WHAT TO DO:
Please rewrite the rows below, changing every "instance" to "occurrence" and leaving everything else as it is.

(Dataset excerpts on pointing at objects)

● ● ● ● ● ● ●

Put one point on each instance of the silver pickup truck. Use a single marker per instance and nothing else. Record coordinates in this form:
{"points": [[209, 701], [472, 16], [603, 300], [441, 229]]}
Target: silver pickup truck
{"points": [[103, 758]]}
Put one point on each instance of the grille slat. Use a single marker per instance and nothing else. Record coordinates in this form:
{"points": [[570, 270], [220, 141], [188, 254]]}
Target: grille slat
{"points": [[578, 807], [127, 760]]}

● ● ● ● ● ● ●

TASK OUTPUT:
Put one point on each occurrence of the silver pickup truck. Use a single marker per occurrence and nothing else. Record coordinates in this form:
{"points": [[209, 701], [472, 16], [603, 300], [441, 229]]}
Target: silver pickup truck
{"points": [[103, 758]]}
Put one point on each occurrence of the grille slat. Use a single marker per occurrence and nothing else. Record coordinates in this form:
{"points": [[570, 270], [220, 141], [188, 254]]}
Target: grille slat
{"points": [[578, 807], [127, 760]]}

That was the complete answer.